• Supplied text:
:::::
My wife hates "New and Improved" and news-stories about vehicular homicide 
that state "the car hit the group of children at the school bus stop".  The 
first has been a staple of language comedy - how can something be new and 
improved at the same time?  Her gripe with the second is that a car (or truck 
or ...) has no volition - it must be controlled by someone.  The driver hit the 
group of children with the car under their control.  This will still be true 
for autonomous vehicles - even if the passengers in the car have no control 
(unlikely), the software developers who program the algorithms of the 
autonomous vehicle will be liable when the car hits the school children - the 
programmers hit the school children.

  Speaking of autonomous vehicles, as I was commuting to work this morning, my 
Prius did it's "oh noes, I'm skidding" thing when I accelerated quickly out of 
my side street - there's always a patch of gravel and the anti-skid thinks the 
drive wheels have lost traction, drops power to the wheels, and suddenly I'm 
not accelerating into the hole in traffic that seemed plenty big enough.  After 
that, the anti-skid did the opposite (accelerated) when the car bumped over the 
potholes at Alameda and Rio Grande.
:::::
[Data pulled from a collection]
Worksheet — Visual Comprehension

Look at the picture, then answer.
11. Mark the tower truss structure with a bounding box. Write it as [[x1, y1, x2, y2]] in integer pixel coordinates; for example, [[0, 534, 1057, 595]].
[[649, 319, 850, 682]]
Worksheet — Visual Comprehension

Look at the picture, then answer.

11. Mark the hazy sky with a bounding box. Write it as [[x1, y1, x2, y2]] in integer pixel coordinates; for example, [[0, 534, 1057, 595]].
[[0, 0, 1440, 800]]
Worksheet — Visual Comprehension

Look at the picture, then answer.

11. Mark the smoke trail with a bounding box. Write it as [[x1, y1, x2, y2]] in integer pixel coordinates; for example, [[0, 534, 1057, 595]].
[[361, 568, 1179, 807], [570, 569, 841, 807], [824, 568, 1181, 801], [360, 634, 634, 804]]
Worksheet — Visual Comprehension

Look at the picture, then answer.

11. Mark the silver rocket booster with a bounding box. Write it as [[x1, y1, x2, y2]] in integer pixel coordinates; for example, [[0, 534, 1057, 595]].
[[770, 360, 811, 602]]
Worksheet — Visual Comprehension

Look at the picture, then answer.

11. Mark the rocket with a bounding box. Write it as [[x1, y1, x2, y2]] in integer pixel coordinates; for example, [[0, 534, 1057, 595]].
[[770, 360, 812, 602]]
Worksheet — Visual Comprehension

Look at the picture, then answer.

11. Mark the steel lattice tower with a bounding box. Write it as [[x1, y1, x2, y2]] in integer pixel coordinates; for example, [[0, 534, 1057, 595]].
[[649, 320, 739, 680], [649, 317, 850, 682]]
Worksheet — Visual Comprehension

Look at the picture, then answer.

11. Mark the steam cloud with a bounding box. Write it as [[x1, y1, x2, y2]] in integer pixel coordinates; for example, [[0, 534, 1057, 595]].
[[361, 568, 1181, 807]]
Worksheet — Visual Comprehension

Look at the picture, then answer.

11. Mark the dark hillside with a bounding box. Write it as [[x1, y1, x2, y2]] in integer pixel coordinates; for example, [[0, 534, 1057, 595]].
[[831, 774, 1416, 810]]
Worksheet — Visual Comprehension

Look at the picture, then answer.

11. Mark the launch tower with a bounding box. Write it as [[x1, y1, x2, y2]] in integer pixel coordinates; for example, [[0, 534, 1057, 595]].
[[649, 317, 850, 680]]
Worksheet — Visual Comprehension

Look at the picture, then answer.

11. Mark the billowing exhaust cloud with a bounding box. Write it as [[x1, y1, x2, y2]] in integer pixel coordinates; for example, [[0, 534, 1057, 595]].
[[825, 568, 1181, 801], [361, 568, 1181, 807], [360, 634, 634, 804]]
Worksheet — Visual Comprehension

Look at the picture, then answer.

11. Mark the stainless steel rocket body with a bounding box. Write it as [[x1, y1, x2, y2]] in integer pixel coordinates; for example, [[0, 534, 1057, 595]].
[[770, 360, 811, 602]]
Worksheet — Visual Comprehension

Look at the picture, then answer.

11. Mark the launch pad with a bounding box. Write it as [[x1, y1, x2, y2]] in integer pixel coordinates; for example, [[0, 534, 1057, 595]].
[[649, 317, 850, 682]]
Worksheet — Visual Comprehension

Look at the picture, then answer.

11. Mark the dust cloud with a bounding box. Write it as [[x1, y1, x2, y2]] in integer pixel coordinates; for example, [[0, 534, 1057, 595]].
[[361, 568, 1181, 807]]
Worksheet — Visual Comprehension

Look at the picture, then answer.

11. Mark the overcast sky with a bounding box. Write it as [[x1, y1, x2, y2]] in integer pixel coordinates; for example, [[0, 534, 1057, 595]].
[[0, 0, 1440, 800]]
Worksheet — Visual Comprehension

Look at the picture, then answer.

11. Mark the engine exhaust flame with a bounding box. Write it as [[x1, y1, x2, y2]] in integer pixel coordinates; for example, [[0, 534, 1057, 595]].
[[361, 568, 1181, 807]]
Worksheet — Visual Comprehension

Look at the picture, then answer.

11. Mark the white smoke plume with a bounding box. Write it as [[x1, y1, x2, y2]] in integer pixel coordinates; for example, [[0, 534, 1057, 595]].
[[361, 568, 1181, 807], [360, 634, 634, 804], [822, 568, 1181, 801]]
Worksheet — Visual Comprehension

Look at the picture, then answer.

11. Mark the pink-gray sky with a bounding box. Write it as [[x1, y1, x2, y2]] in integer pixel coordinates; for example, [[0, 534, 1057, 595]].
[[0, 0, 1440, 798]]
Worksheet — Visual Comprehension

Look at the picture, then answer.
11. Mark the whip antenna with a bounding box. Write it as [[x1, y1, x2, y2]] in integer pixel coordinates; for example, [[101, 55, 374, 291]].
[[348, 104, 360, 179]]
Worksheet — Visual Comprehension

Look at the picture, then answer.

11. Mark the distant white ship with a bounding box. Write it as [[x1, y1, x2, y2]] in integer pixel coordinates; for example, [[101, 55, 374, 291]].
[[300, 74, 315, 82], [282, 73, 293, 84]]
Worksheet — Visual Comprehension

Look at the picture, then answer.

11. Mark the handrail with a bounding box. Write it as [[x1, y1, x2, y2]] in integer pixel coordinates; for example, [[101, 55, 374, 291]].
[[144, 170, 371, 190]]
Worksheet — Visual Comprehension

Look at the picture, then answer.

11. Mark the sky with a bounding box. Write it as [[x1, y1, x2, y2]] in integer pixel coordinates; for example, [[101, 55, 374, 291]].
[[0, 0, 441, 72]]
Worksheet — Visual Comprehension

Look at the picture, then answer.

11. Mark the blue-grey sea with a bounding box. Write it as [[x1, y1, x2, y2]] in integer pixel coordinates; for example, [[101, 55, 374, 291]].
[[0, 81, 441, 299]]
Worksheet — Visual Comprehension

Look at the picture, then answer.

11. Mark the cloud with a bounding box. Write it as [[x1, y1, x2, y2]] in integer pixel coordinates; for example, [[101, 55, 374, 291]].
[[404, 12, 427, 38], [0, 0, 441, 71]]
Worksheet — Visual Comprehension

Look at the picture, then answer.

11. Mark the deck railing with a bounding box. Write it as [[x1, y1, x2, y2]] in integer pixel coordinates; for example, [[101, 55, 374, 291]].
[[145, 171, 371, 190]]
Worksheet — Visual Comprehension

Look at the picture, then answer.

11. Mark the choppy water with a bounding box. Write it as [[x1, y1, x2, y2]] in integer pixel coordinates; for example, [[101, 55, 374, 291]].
:::::
• What is being asked:
In the post about cars above, write out word for word the passage that begins with the words containing "Speaking of autonomous" and ends with "and Rio Grande.".

• Result for this exercise:
Speaking of autonomous vehicles, as I was commuting to work this morning, my 
Prius did it's "oh noes, I'm skidding" thing when I accelerated quickly out of 
my side street - there's always a patch of gravel and the anti-skid thinks the 
drive wheels have lost traction, drops power to the wheels, and suddenly I'm 
not accelerating into the hole in traffic that seemed plenty big enough.  After 
that, the anti-skid did the opposite (accelerated) when the car bumped over the 
potholes at Alameda and Rio Grande.